● **Work required**
Recast the stretch of data from its first line through the line containing "[179,99,194,112]", both ends included, as a numbered list. Skip blank lines and leave out the pictures.

▼

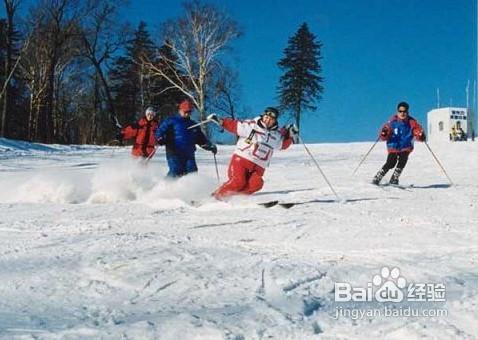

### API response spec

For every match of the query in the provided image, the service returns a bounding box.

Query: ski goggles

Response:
[264,111,277,119]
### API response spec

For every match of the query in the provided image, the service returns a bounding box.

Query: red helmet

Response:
[179,99,194,112]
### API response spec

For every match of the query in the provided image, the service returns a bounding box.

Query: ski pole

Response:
[188,119,211,130]
[424,141,453,185]
[213,153,221,183]
[352,136,380,176]
[188,113,222,130]
[144,146,158,164]
[298,136,340,201]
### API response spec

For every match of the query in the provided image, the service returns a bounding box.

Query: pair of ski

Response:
[257,200,296,209]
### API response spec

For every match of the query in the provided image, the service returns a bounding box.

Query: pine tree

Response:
[278,23,324,128]
[110,22,158,123]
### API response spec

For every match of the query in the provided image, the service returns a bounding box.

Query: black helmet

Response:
[264,106,279,119]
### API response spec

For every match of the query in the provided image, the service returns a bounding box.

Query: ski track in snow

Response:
[0,139,478,340]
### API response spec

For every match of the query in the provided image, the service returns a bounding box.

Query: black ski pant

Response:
[382,151,410,174]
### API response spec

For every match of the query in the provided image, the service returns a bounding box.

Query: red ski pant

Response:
[214,155,264,199]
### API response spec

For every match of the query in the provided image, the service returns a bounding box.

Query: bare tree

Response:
[80,0,128,141]
[21,0,81,143]
[144,0,240,127]
[208,67,240,119]
[0,0,20,137]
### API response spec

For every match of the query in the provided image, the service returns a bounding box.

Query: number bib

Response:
[252,143,273,161]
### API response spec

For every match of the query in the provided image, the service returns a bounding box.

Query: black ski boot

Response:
[389,168,403,185]
[372,169,385,185]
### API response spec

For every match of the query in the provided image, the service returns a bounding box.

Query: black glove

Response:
[418,131,427,142]
[207,113,222,126]
[380,126,389,138]
[202,143,217,155]
[285,124,299,144]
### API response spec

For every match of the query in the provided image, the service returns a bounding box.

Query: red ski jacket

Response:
[121,117,159,157]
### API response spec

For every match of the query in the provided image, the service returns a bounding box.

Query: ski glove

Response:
[285,124,299,144]
[380,126,389,138]
[202,143,217,155]
[418,131,427,142]
[207,113,223,126]
[116,130,124,141]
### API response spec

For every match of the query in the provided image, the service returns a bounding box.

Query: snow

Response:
[0,139,478,340]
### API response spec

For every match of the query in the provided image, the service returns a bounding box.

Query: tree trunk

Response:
[0,0,15,137]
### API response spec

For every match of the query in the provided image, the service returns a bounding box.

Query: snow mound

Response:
[0,158,216,208]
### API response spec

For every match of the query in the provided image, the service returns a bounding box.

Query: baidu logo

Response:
[335,266,446,303]
[372,267,407,302]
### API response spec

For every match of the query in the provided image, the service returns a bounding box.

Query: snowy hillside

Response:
[0,139,478,340]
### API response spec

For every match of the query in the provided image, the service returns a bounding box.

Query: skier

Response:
[155,100,217,178]
[372,102,426,185]
[117,107,158,158]
[208,107,298,200]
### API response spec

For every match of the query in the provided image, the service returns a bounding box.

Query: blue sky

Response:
[4,0,477,142]
[124,0,476,142]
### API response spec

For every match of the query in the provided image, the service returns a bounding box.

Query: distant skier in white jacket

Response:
[208,107,298,200]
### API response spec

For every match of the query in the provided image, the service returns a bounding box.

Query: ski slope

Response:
[0,139,478,340]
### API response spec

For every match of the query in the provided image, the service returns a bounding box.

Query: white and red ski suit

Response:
[214,117,293,199]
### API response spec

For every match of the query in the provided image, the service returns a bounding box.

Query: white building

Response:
[427,107,474,140]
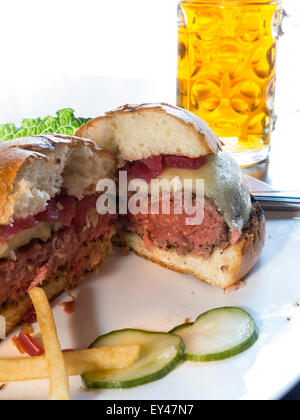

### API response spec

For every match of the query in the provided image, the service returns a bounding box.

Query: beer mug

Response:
[177,0,285,166]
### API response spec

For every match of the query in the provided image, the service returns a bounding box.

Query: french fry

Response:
[0,344,140,383]
[29,287,70,401]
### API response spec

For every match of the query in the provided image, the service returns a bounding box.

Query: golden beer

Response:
[177,0,282,166]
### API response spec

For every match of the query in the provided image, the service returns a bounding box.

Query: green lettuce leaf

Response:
[0,108,90,141]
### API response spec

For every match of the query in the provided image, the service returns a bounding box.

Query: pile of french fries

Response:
[0,287,140,401]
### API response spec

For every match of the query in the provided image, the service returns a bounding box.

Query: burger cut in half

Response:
[77,104,265,289]
[0,135,116,334]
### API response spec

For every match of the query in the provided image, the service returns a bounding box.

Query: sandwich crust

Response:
[76,103,222,162]
[0,134,114,225]
[118,203,265,289]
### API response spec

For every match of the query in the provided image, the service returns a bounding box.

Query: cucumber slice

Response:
[82,329,184,389]
[171,307,259,362]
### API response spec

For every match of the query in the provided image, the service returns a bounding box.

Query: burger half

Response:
[0,135,116,333]
[76,104,265,289]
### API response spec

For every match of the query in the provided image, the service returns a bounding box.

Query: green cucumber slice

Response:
[82,329,184,389]
[171,307,259,362]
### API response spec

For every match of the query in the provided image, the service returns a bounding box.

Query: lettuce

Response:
[0,108,90,141]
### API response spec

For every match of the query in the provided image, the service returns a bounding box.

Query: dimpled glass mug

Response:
[177,0,285,166]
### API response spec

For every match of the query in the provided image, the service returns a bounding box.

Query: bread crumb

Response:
[11,335,25,354]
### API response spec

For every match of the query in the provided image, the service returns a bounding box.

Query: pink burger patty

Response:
[121,195,230,258]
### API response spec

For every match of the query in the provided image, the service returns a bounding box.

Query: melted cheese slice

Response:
[0,222,60,258]
[158,152,252,230]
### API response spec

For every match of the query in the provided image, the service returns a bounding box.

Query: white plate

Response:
[0,179,300,400]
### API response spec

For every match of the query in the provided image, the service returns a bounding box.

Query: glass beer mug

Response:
[177,0,284,166]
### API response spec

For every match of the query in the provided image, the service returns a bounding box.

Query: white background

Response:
[0,0,300,123]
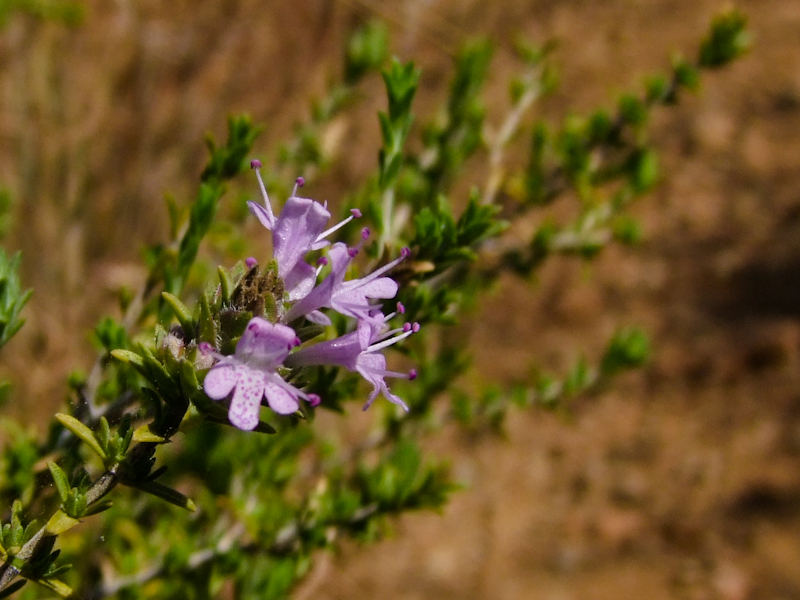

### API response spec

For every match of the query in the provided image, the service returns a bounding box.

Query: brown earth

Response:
[0,0,800,600]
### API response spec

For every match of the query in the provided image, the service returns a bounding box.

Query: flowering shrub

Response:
[0,7,746,598]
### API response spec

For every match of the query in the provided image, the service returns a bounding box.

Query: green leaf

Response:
[56,413,108,461]
[0,579,28,598]
[47,461,70,502]
[130,481,197,512]
[600,327,650,376]
[161,292,194,339]
[111,350,145,375]
[45,510,80,535]
[697,9,750,69]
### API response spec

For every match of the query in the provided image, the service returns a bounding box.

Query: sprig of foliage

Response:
[0,13,745,599]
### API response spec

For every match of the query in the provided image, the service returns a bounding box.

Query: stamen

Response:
[315,208,361,242]
[342,248,411,289]
[250,160,275,227]
[364,323,419,354]
[292,177,306,198]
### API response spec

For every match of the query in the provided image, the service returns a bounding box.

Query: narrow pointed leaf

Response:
[56,413,108,460]
[47,461,69,502]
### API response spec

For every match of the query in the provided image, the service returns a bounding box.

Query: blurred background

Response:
[0,0,800,600]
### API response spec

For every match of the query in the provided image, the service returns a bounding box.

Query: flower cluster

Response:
[200,160,419,431]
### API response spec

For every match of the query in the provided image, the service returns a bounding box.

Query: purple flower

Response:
[286,242,409,325]
[286,311,419,411]
[247,160,361,300]
[203,317,319,431]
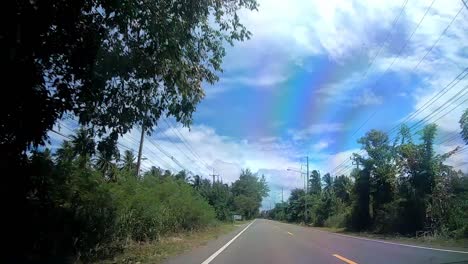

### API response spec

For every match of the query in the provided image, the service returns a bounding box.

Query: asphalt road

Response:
[168,219,468,264]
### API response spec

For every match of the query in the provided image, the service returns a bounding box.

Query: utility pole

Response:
[136,124,145,176]
[210,168,219,185]
[304,156,309,225]
[281,187,284,203]
[349,157,359,170]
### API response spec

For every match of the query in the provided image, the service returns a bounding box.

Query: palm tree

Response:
[175,170,190,182]
[55,141,75,164]
[96,151,116,181]
[192,175,202,190]
[121,150,136,172]
[71,128,96,167]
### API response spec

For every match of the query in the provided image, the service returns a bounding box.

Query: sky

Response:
[51,0,468,208]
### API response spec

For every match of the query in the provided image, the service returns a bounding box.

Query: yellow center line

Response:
[333,254,357,264]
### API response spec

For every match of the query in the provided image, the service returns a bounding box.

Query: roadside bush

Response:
[324,211,349,228]
[24,153,215,263]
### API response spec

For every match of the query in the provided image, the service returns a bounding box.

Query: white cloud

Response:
[353,90,383,105]
[312,140,330,152]
[288,123,344,141]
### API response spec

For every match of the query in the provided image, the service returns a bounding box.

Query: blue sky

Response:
[49,0,468,208]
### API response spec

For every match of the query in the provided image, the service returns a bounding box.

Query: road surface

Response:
[167,219,468,264]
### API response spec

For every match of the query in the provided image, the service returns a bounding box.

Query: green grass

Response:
[314,227,468,250]
[96,222,244,264]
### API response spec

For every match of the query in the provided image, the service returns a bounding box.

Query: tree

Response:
[231,169,269,219]
[333,175,353,205]
[121,150,136,175]
[287,189,305,222]
[175,170,190,182]
[0,0,257,159]
[309,170,322,195]
[459,108,468,145]
[96,150,116,181]
[358,130,396,223]
[71,127,96,167]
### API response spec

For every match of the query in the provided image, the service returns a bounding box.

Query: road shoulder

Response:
[163,221,252,264]
[278,223,468,252]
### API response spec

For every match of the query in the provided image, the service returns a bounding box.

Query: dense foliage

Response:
[265,120,468,238]
[0,0,257,157]
[0,0,257,262]
[17,130,268,262]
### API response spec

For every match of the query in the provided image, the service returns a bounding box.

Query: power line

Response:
[361,0,408,81]
[374,0,436,88]
[164,119,212,169]
[159,120,210,174]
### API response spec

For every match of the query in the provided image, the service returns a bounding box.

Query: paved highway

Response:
[168,219,468,264]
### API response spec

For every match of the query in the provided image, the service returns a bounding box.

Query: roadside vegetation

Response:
[25,133,268,261]
[263,109,468,241]
[0,0,267,263]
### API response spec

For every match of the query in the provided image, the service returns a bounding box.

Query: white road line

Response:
[201,220,255,264]
[314,229,468,254]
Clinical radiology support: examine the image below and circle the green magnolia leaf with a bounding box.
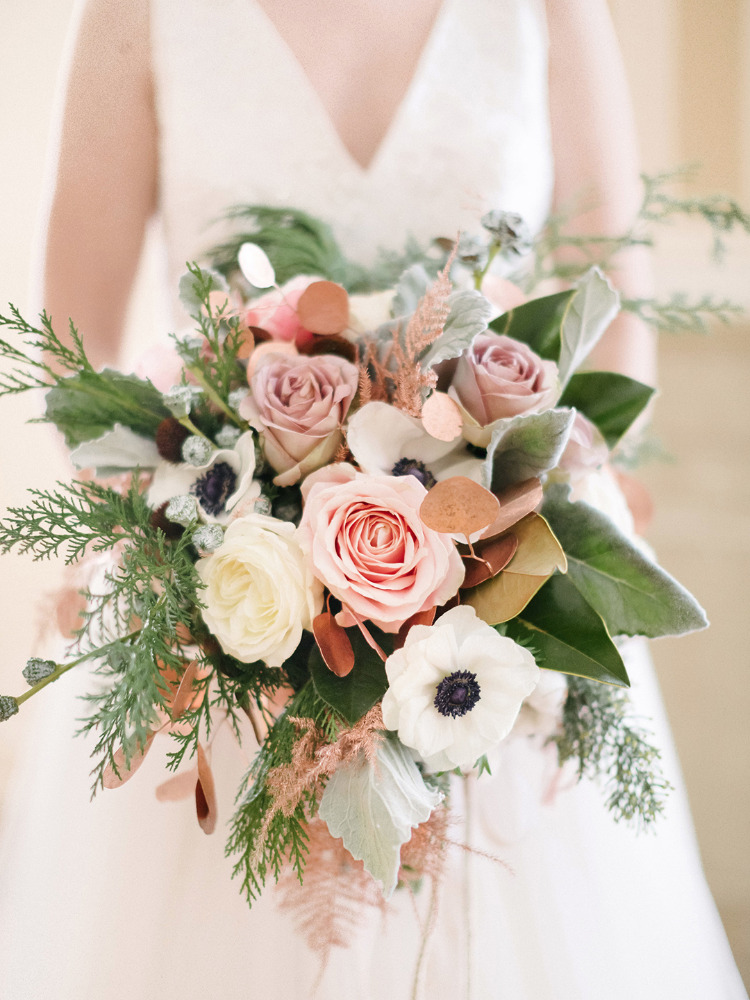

▲

● **Task solution**
1. ### API response spec
2. For every match of the query in the provided image, the service returns a bounding box.
3. Query: ski goggles
4. Response:
5. [264,111,277,119]
6. ### API response spec
7. For every match of the query in the provided image, the service returns a bounding box.
8. Query: red helmet
9. Response:
10. [179,99,194,112]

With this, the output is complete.